To investigate which is the better treatment, it was decided to mine the medical records from another country of those who had contracted the disease and had been treated with one of the two treatments. Patients treated with either A or B survive the disease and recover fully; some however still die.

Electronic medical records available from several of the more populous districts are accessible. These can be searched to provide records from patients that have received treatment. It was decided that there should be the same number of records drawn for each treatment.

Moreover, concern was raised that the investigation have gender balance (i.e. equal numbers of males and females). So, to make sure that both sexes were equally represented, it was also decided that the number of female patients would be the same as the number of male patients.

Finally, it was desirable to detect even small differences in success rates of the two treatments since small differences could mean many more lives being saved. A sample size of about n = 3,000 was decided on.

Records would be collected until 3,000 were found, 1500 of which were treated with 'A', 1500 with 'B', and there were equal numbers of males and females in the study.

Data:

In this stage, the plan is executed. Instead of 1500 records of treatment 'A' and 'B', 1600 of each were found. The number of males and females was kept equal (now 1600 of each sex).

The process was to search the records in order, selecting those first encountered to get 1600 for each treatment and 1600 of each sex. Many records might be discarded whenever one quota was met and the search continued to meet the other quotas. It was also noticed that the patient's age was available for each record, so that the effect of treatment on younger and older adults might also be considered.

The counts which fell into the various categories were assembled into the data presented here.

Author(s)

R.W. Oldford

References

R.J. MacKay and R.W. Oldford 2000, 'Scientific Method, Statistical Method, and the Speed of Light', Statistical Science, Volume 15, No. 3, pp. 254-278. <doi:10.1214/ss/1009212817>


Tuberculosis 1910 death rates in New York and in Richmond

Description

Tuberculosis 1910 death rates in New York and in Richmond

Format

A 2 x 2 x 2 table of counts involving three binary variables

Group

One of two racial groups: "White" or "Colored"

City

One of two U.S. cities: "New York" or "Richmond"

Total

Either total deaths from tuberculosis or total population in 1910: "Deaths" or "Population"

Details

These are historical data taken from page 449 of Cohen and Nagel's 1934 "Introduction to Logic and Scientific Method". For this reason, the original names of the racial groups have been retained.

------------------------------------------------------------------------

_WHAT IS NEEDED_
Carry on the dataset documentation about treatment records and 1910 tuberculosis death rates, starting right after its final sentence.

_Image-grounded pointing data_
------------------------------------------------------------------------

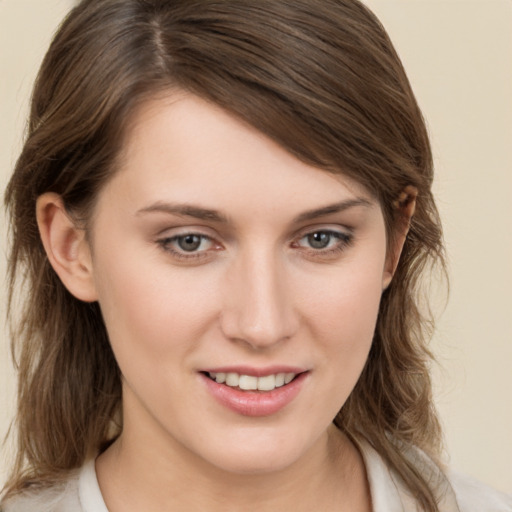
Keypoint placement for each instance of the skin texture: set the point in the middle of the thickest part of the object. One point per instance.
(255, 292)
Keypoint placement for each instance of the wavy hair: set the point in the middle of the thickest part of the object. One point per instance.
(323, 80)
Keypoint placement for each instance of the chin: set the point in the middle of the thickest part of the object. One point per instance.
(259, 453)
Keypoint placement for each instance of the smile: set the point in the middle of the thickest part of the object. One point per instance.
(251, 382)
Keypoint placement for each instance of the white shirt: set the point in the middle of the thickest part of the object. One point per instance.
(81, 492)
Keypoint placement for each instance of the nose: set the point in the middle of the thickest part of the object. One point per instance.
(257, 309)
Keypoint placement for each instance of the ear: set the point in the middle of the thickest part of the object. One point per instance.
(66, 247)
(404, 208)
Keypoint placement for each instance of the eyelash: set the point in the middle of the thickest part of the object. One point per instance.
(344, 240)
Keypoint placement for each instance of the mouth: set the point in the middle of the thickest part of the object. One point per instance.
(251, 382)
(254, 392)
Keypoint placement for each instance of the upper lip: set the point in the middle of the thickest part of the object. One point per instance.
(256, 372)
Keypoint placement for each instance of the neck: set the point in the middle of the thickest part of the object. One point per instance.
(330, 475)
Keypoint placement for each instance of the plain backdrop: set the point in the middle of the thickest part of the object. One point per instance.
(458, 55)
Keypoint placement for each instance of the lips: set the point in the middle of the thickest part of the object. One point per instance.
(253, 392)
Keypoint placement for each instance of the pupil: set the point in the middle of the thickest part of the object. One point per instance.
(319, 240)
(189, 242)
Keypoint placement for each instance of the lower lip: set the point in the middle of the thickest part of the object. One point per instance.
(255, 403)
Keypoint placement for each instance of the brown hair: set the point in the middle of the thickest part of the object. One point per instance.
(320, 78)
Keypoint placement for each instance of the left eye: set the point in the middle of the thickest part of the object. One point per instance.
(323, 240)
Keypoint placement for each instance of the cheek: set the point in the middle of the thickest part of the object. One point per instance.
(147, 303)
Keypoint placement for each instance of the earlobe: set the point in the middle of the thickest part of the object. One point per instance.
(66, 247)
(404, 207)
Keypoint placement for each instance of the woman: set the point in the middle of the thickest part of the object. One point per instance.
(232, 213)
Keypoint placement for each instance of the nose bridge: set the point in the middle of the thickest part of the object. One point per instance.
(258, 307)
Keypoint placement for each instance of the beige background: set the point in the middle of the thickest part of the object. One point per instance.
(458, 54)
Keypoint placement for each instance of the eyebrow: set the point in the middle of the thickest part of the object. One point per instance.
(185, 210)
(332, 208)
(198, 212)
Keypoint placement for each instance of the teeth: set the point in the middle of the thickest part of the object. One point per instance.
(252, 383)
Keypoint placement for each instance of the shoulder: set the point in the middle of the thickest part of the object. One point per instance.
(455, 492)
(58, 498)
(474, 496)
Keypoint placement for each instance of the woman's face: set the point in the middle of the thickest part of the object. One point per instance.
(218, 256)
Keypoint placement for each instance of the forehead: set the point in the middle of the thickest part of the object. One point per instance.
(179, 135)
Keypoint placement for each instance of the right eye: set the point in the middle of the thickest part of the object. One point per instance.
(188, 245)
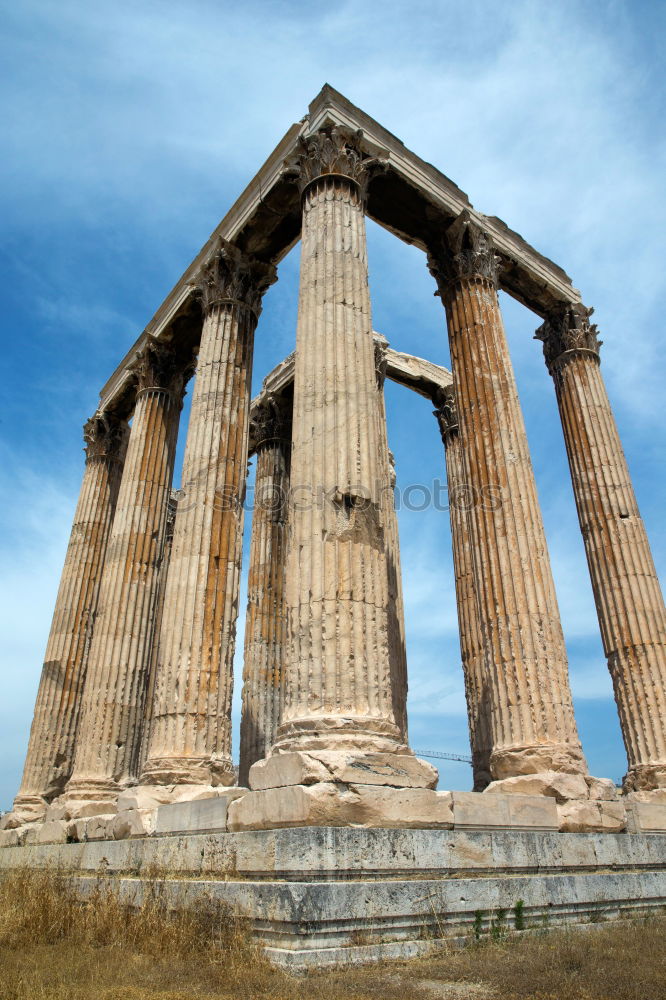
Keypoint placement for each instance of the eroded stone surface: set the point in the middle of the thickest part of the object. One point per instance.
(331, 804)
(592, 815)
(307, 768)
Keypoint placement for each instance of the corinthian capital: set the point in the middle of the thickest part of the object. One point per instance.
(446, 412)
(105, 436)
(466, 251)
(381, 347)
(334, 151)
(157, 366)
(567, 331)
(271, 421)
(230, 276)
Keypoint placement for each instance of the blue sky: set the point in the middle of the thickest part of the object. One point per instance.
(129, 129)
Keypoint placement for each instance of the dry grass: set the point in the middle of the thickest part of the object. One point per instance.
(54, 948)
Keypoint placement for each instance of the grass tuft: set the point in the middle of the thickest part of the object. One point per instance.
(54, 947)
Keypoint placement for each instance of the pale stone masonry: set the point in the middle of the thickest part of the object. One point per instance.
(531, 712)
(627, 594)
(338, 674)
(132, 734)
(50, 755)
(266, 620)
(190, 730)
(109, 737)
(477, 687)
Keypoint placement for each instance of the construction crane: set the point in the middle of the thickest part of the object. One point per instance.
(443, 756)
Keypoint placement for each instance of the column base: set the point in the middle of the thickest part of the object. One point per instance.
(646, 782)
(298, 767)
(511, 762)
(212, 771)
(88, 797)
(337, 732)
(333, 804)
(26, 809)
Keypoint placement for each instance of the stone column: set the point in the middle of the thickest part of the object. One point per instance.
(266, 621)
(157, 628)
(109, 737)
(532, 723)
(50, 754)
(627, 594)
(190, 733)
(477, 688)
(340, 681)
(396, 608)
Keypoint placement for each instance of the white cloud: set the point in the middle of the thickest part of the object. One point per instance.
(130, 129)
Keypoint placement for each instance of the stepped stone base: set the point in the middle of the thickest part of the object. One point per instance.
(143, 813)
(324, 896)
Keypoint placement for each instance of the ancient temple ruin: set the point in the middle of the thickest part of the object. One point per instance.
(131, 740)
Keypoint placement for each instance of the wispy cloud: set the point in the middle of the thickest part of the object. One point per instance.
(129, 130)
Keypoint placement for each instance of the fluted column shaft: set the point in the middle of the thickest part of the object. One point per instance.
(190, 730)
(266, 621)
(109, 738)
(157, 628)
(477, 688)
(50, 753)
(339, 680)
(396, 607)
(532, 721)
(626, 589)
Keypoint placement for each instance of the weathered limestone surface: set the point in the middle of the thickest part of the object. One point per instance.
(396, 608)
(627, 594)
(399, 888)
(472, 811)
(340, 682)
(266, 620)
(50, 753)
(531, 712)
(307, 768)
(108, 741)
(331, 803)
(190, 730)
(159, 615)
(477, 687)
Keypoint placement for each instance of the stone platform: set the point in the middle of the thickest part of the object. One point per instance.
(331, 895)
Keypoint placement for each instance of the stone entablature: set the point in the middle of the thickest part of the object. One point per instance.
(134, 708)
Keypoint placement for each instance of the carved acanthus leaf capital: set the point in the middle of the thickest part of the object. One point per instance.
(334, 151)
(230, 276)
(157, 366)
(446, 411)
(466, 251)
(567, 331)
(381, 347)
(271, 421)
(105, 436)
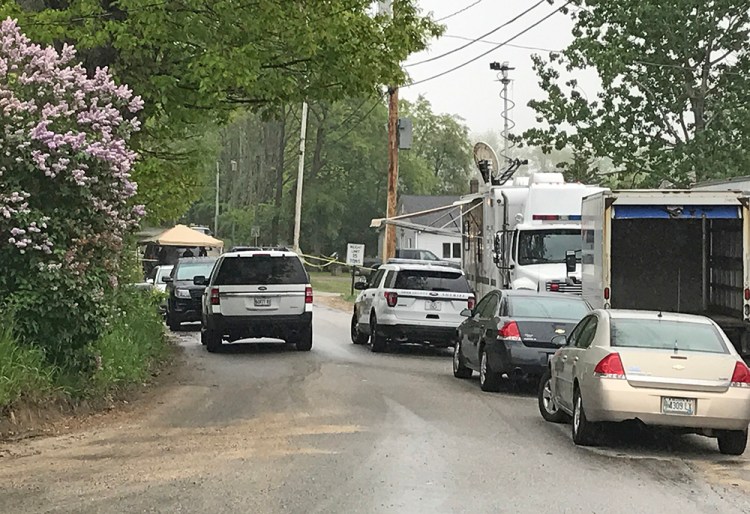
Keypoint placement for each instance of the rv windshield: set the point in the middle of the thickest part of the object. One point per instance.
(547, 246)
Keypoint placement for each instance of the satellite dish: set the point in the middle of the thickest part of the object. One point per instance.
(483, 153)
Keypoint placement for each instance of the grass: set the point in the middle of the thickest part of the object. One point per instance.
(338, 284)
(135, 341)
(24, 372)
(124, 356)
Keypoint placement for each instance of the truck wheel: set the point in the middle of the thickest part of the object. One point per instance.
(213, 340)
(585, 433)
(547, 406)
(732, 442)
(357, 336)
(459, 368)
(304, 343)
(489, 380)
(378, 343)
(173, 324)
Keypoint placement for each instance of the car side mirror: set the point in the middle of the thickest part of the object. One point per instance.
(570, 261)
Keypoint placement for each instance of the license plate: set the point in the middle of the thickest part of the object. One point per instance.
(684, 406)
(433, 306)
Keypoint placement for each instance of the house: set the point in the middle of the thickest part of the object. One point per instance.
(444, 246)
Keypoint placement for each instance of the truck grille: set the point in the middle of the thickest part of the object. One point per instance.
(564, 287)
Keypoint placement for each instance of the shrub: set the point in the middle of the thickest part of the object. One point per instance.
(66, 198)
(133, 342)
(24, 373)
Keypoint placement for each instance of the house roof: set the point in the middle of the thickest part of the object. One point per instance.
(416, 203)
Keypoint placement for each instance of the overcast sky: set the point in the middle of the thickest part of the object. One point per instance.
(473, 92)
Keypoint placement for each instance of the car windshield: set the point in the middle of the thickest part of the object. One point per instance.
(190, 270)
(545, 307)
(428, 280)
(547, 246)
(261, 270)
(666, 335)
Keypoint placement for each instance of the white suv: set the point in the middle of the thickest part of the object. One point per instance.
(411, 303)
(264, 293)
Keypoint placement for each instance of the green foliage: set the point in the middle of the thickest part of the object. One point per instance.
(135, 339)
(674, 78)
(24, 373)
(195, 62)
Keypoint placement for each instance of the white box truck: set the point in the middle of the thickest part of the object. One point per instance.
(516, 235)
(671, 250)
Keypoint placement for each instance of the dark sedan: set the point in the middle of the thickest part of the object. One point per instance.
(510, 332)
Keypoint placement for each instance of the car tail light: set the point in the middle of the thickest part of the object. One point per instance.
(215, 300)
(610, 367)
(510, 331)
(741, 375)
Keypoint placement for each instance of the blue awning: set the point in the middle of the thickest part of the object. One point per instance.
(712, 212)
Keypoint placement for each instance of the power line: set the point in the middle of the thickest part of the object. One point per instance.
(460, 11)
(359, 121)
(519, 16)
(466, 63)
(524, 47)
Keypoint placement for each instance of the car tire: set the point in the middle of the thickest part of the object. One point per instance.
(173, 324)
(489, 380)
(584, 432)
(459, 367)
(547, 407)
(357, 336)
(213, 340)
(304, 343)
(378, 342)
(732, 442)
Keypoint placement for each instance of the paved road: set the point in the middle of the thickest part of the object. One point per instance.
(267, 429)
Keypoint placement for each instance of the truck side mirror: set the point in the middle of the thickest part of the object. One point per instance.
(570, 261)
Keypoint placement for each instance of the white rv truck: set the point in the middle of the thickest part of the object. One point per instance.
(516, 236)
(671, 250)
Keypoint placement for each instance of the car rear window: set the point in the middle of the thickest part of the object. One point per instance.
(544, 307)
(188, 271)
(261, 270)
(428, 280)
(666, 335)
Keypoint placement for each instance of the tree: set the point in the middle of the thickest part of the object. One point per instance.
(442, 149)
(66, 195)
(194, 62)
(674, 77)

------------------------------------------------------------------------

_EXERCISE RESULT_
The data are of special historical interest in Statistics because they are one of the earliest recorded instances of a real Simpson's paradox (Simpson 1951) occurring in practice (see Blyth 1971). Preserving this historical context, the questions posed by Cohen and Nagel (1934) are also recorded here using their own words. The data and questions appear at the back of their book as exercises on "Chapter XVI: Statistical Methods".

In their table, Cohen and Nagel (1934, p. 449) include the "death rates from tuberculosis in Richmond, Virginia, and in New York City in 1910". These rates (in number per 100,000) are easily calculated and so have been excluded from the table given here.

In their words, Cohen and Nagel (1934, p. 449) pose the following two questions as exercise (*emphasis* is theirs):

"a. Does it follow that tuberculosis caused a greater mortality in Richmond than in New York?

b. Notice that the death rate for whites and that for Negroes were *lower* in Richmond than in New York, although the *total* death rate was *higher*. Are the two populations compared really *comparable*, that is, homogeneous?"

Author(s)

R.W. Oldford.

Source

"An Introduction to Logic and Scientific Method" by Morris R. Cohen and Ernest Nagel, (1934), Harcourt, Brace and Company, New York.

References

Blyth, Colin R. 1972. On Simpson's Paradox and the Sure-Thing Principle. Journal of the American Statistical Association, 67, pp.364-366.

Cohen, Morris R.; Nagel, Ernest. 1934. An Introduction to Logic and Scientific Method. Harcourt, Brace and Company. New York.

Simpson, E.H. 1951. The Interpretation of Interaction in Contingency Tables. Journal of the Royal Statistical Society, Series B, 13, pp. 238-241.